Dataset entries
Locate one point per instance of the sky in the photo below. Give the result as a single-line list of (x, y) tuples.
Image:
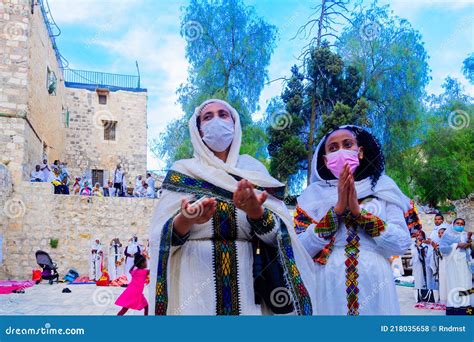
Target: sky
[(110, 35)]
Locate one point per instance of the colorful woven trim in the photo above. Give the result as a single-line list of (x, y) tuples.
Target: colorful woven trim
[(179, 182), (352, 275), (224, 257), (294, 282), (277, 192), (263, 225), (372, 224), (301, 220), (412, 219), (328, 225), (323, 255), (161, 289)]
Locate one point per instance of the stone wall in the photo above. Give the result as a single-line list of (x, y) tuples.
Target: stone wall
[(29, 115), (86, 147), (35, 215), (465, 209)]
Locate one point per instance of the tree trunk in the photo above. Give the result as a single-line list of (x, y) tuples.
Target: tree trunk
[(312, 125)]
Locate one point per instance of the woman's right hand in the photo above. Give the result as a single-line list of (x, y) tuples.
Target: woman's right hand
[(342, 191), (193, 213)]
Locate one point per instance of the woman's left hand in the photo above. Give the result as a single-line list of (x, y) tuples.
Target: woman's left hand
[(352, 201), (247, 200)]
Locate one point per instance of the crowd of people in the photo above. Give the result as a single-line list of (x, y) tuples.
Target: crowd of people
[(442, 265), (119, 259), (58, 175)]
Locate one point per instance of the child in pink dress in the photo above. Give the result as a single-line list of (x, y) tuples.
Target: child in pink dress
[(132, 297)]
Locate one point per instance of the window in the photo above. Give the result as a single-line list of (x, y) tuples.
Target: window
[(109, 129), (51, 81), (98, 177), (102, 99)]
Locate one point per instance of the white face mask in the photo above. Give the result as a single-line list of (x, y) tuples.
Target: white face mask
[(218, 134)]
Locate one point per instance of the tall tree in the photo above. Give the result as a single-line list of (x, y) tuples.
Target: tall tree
[(324, 19), (468, 68), (228, 48), (391, 59)]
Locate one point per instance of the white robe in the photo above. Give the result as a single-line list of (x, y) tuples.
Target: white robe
[(376, 288), (457, 277), (95, 269), (131, 249), (418, 268), (190, 279), (115, 255), (377, 293)]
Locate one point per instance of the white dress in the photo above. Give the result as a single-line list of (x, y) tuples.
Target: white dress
[(376, 293)]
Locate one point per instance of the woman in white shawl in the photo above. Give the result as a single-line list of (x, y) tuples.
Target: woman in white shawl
[(201, 253), (455, 245), (351, 219)]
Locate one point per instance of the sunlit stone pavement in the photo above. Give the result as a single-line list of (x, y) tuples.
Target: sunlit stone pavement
[(44, 299)]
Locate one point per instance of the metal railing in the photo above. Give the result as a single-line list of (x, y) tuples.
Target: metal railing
[(101, 79)]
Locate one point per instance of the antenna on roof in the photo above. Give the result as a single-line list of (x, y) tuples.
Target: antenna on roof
[(138, 71)]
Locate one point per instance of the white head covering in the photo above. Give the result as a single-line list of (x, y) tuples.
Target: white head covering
[(321, 194), (206, 166)]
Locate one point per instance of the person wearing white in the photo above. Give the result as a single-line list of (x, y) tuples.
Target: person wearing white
[(47, 174), (351, 221), (202, 255), (455, 245), (96, 259), (116, 267), (151, 182), (137, 190), (150, 192), (420, 264), (118, 180), (130, 251), (37, 175)]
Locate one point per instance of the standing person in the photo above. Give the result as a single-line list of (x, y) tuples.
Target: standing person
[(130, 251), (118, 180), (96, 260), (150, 181), (219, 213), (436, 263), (46, 171), (420, 264), (132, 297), (456, 245), (37, 175), (116, 259), (351, 220)]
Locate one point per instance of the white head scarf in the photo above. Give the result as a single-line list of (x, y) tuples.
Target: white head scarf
[(206, 166), (321, 194)]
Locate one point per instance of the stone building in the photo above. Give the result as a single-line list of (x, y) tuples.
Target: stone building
[(91, 120)]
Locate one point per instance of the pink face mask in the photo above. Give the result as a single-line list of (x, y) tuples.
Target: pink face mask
[(336, 160)]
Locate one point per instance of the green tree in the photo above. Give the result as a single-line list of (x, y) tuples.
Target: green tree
[(391, 59), (443, 169), (468, 68), (228, 48)]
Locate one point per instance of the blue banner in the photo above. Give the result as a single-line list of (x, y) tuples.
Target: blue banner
[(288, 329)]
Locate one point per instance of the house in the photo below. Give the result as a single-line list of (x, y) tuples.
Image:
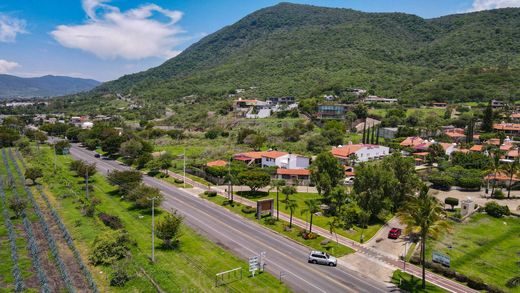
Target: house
[(507, 128), (218, 163), (388, 132), (412, 141), (299, 176), (331, 111), (376, 99), (359, 152)]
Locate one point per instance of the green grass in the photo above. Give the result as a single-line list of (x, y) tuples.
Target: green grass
[(190, 267), (331, 247), (483, 247), (321, 221), (412, 284)]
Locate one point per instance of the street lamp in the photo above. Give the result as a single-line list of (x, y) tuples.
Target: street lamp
[(153, 227)]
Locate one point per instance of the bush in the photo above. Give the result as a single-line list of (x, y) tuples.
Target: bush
[(248, 210), (109, 247), (476, 283), (495, 210), (114, 222)]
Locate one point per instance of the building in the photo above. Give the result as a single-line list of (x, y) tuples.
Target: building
[(331, 111), (359, 152), (379, 100)]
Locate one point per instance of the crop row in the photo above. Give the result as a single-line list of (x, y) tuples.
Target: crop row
[(64, 231), (18, 280), (46, 230)]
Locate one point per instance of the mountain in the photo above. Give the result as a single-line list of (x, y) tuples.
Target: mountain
[(45, 86), (304, 51)]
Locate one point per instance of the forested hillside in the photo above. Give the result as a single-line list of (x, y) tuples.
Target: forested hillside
[(303, 50)]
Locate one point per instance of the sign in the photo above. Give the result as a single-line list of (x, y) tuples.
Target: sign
[(441, 258)]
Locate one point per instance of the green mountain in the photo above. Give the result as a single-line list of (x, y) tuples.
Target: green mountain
[(45, 86), (304, 51)]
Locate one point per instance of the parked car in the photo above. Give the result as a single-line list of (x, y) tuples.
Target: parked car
[(318, 257), (394, 233)]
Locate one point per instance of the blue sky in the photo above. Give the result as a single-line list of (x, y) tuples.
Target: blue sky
[(104, 39)]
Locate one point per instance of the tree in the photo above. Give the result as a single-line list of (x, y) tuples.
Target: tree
[(423, 215), (254, 179), (487, 119), (169, 228), (17, 205), (326, 173), (125, 180), (291, 205), (33, 174), (452, 201), (277, 184), (311, 206)]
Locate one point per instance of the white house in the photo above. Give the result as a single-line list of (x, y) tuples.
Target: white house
[(284, 160), (362, 152)]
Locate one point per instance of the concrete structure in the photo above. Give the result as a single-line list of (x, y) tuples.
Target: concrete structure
[(361, 152)]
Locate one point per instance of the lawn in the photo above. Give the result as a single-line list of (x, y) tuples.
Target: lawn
[(190, 267), (321, 221), (483, 247), (279, 226), (412, 284)]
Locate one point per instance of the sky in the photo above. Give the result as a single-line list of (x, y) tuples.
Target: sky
[(105, 39)]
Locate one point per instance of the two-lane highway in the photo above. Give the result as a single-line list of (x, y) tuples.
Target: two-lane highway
[(245, 238)]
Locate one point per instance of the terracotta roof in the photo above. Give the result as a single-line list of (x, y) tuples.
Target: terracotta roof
[(218, 163), (298, 172), (412, 141)]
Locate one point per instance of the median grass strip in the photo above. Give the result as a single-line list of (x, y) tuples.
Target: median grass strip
[(190, 267), (412, 284), (319, 243)]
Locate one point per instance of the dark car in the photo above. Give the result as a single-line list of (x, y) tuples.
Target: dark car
[(394, 233)]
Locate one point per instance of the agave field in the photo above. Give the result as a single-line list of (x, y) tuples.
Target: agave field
[(38, 252)]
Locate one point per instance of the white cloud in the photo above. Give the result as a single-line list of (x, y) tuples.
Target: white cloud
[(6, 66), (10, 27), (479, 5), (133, 34)]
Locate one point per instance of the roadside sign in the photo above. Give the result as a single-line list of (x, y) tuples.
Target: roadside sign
[(441, 258)]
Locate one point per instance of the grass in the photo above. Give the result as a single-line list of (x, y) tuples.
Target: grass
[(484, 247), (412, 284), (331, 247), (321, 221), (190, 267)]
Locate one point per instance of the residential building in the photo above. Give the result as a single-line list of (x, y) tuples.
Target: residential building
[(331, 111), (359, 152)]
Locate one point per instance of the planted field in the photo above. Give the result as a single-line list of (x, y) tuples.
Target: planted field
[(484, 247), (189, 267)]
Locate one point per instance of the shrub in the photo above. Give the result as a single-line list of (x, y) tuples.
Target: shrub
[(248, 210), (495, 210), (109, 247), (114, 222), (476, 283)]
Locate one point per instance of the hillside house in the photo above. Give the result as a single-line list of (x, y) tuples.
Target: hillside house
[(361, 152)]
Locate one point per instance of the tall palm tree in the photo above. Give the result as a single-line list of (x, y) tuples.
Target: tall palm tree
[(511, 169), (311, 206), (291, 205), (425, 216), (277, 183)]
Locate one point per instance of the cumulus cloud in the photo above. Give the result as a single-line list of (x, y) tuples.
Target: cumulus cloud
[(6, 66), (479, 5), (133, 34), (10, 27)]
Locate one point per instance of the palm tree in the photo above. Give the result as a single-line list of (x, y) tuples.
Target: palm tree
[(277, 183), (511, 170), (291, 205), (311, 207), (425, 216)]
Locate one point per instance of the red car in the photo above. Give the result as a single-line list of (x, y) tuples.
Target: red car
[(394, 233)]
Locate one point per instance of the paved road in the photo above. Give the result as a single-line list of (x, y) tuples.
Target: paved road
[(246, 238)]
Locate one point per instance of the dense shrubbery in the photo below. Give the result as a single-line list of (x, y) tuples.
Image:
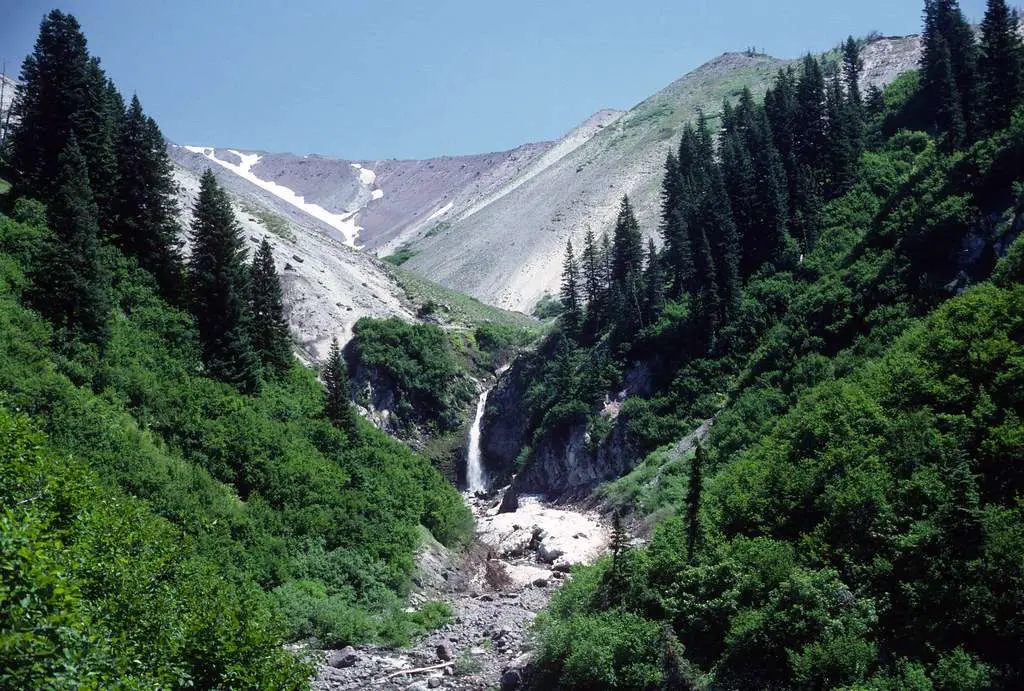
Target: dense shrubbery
[(417, 364), (264, 489), (859, 521)]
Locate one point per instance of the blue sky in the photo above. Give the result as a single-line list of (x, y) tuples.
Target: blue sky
[(364, 79)]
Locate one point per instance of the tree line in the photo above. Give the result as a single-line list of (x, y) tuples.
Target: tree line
[(102, 172)]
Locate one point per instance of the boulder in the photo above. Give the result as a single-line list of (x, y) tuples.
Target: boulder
[(345, 657), (444, 652)]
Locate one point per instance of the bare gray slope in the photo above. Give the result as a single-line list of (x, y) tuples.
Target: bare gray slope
[(328, 286), (509, 252)]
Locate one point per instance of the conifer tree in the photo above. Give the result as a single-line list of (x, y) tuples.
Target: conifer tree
[(627, 246), (572, 312), (591, 266), (627, 272), (270, 336), (73, 284), (653, 284), (1000, 67), (145, 223), (697, 464), (51, 102), (948, 70), (218, 290), (809, 129), (337, 407)]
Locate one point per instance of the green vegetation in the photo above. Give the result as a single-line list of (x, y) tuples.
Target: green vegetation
[(832, 291), (416, 363), (271, 221), (180, 497), (400, 256), (457, 308)]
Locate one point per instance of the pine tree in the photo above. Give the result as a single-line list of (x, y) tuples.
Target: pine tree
[(337, 407), (145, 223), (51, 103), (627, 247), (1000, 67), (853, 67), (218, 290), (948, 70), (73, 284), (270, 336), (572, 312), (697, 464), (653, 285), (809, 128), (591, 265)]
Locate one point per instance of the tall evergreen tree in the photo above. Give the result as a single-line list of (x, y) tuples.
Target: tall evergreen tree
[(697, 464), (591, 265), (627, 271), (50, 104), (64, 92), (270, 336), (145, 223), (809, 130), (1000, 67), (948, 70), (73, 284), (653, 284), (572, 311), (337, 407), (218, 290)]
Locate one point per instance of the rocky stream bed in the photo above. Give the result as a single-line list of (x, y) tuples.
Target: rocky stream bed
[(523, 551)]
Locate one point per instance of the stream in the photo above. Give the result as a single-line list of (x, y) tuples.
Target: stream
[(496, 589)]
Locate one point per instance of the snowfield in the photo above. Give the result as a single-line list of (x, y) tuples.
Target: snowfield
[(343, 223)]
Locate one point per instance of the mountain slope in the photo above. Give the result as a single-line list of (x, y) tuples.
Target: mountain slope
[(509, 253)]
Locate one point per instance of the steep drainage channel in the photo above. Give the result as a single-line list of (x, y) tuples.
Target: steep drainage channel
[(509, 574)]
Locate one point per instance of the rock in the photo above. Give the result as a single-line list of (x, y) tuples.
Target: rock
[(345, 657), (511, 680), (510, 502), (444, 652), (548, 554)]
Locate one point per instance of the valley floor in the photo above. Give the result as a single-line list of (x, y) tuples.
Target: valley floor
[(517, 561)]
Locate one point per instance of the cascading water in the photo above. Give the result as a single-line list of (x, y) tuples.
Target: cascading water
[(474, 466)]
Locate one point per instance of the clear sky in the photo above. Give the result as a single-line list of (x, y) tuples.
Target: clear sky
[(376, 79)]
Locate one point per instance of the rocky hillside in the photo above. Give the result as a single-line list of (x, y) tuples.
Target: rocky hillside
[(495, 225)]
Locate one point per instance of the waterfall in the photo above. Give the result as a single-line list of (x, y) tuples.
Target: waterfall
[(474, 466)]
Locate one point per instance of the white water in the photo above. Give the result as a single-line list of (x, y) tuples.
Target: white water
[(474, 466)]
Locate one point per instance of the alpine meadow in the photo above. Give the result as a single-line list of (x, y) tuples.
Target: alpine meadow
[(272, 421)]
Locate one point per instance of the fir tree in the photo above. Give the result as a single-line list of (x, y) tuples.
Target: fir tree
[(653, 284), (337, 407), (1000, 67), (51, 104), (270, 336), (145, 206), (809, 129), (591, 265), (697, 464), (572, 312), (627, 247), (218, 291), (73, 284), (948, 70)]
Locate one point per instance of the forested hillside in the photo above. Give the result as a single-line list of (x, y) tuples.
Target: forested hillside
[(839, 288), (180, 497)]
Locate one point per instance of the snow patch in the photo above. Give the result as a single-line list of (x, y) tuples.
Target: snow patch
[(440, 212), (343, 223), (367, 176)]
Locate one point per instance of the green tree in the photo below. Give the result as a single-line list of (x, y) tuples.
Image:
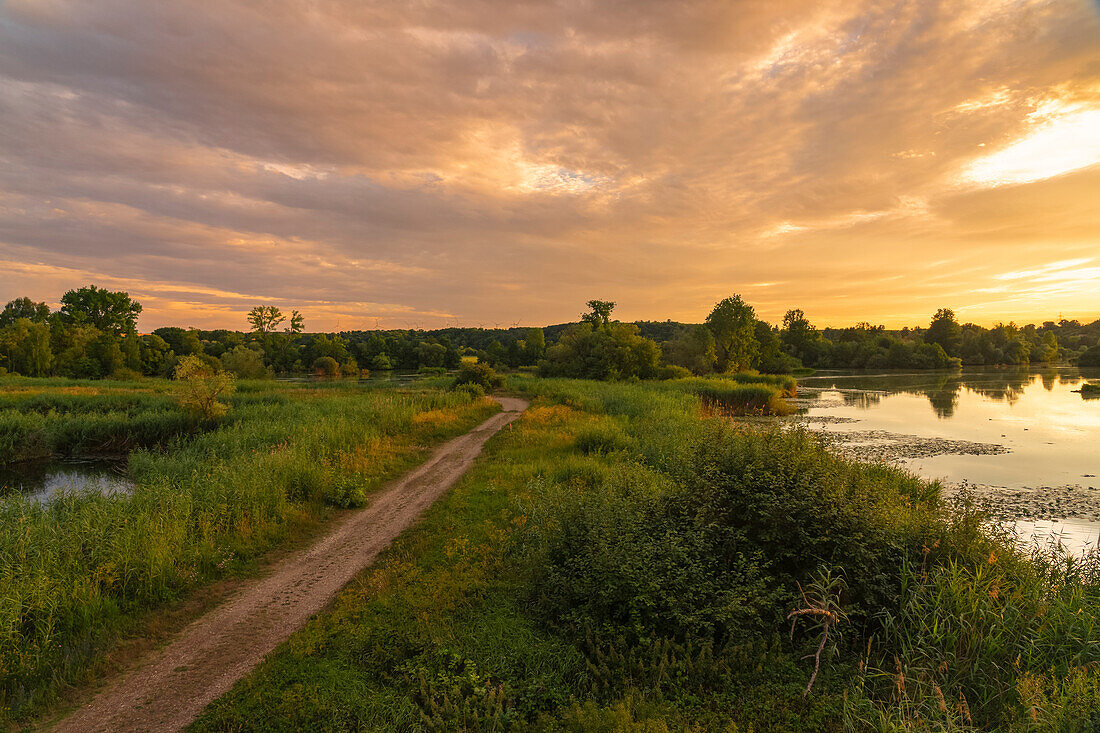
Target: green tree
[(326, 367), (611, 352), (693, 349), (245, 362), (535, 346), (733, 324), (107, 310), (200, 387), (600, 313), (798, 331), (24, 347), (265, 319), (946, 331), (154, 356), (36, 313)]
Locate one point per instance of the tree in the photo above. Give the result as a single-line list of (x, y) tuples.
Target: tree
[(154, 356), (265, 319), (245, 363), (693, 349), (946, 331), (36, 313), (798, 331), (600, 313), (733, 324), (535, 346), (24, 348), (611, 352), (199, 387), (326, 367), (112, 312)]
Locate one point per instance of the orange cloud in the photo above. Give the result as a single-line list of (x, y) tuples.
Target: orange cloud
[(492, 162)]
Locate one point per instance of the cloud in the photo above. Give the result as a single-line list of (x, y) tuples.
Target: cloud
[(495, 162)]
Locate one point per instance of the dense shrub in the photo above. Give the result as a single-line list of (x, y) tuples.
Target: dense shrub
[(672, 372), (624, 560), (326, 367), (200, 389), (609, 351), (477, 373)]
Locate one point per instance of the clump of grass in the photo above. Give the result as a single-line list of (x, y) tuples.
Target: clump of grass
[(78, 570), (649, 589), (602, 437), (736, 397)]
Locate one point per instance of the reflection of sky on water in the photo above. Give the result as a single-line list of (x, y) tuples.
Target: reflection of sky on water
[(40, 480), (1074, 535), (1051, 431)]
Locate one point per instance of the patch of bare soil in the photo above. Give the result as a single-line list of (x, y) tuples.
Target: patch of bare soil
[(172, 686)]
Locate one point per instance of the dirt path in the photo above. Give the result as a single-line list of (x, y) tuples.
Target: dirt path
[(176, 682)]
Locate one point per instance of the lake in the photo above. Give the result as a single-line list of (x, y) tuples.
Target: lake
[(1022, 439), (40, 480)]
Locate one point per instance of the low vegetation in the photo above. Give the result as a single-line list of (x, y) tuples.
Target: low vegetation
[(619, 561), (215, 489)]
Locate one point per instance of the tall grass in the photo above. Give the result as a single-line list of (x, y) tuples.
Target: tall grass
[(623, 561), (79, 569)]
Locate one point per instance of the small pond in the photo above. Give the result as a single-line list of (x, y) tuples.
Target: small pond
[(1022, 440), (40, 480)]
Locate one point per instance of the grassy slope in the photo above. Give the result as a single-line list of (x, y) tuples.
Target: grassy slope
[(81, 571), (459, 625)]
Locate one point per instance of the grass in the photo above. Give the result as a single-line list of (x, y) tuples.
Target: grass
[(617, 561), (83, 570)]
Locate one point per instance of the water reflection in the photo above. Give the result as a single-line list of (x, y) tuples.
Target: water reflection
[(943, 389), (40, 480)]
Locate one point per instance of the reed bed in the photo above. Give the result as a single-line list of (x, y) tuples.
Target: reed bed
[(80, 569), (624, 560)]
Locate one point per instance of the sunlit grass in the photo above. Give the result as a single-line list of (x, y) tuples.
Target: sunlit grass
[(78, 570)]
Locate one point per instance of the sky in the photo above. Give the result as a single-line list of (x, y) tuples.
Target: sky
[(499, 162)]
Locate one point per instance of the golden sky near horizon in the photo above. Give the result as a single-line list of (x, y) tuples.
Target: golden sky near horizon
[(493, 162)]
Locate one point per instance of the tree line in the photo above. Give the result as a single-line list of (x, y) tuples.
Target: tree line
[(94, 335)]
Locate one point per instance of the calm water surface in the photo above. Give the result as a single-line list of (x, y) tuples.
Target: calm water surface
[(40, 480), (1051, 434)]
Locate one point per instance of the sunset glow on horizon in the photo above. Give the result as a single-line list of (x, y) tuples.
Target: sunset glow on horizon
[(487, 163)]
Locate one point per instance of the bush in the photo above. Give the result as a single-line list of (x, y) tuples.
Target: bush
[(673, 372), (471, 390), (623, 560), (326, 367), (477, 373), (200, 386), (245, 363)]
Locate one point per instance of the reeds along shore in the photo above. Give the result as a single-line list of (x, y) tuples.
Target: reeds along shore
[(619, 560), (208, 500)]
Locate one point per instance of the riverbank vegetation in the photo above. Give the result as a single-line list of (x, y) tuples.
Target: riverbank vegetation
[(94, 335), (622, 561), (212, 493)]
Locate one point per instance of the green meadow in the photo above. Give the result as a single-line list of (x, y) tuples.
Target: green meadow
[(83, 571), (623, 558)]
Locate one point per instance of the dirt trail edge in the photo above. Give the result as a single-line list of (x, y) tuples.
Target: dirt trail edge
[(177, 681)]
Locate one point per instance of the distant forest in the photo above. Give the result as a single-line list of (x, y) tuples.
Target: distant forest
[(94, 335)]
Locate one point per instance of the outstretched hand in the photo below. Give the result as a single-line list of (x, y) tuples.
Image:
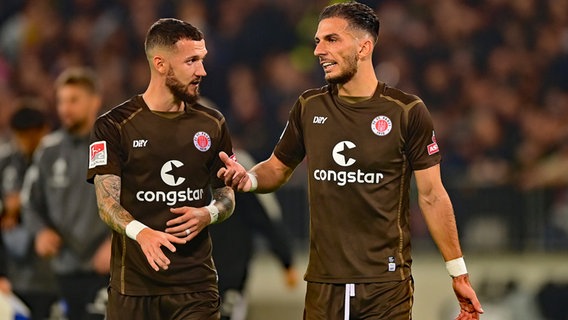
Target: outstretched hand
[(470, 308), (151, 242), (234, 174), (188, 223)]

#### WHAT TO PRODUCE:
The lines from the start of the data through the line that contains "Locate one point per instance of the colorful" are to be returned exactly, please, with both ends included and every picture left out.

#### THE COMPLETED TASK:
Locate one point per instance of the sky in the photo below. Give the result as a single-line list of (x, y) tuples.
Image:
Target: sky
[(110, 35)]
Locate one point per instance of the colorful woven trim in the photo above. Give the result as a single-line list of (x, y) tuples.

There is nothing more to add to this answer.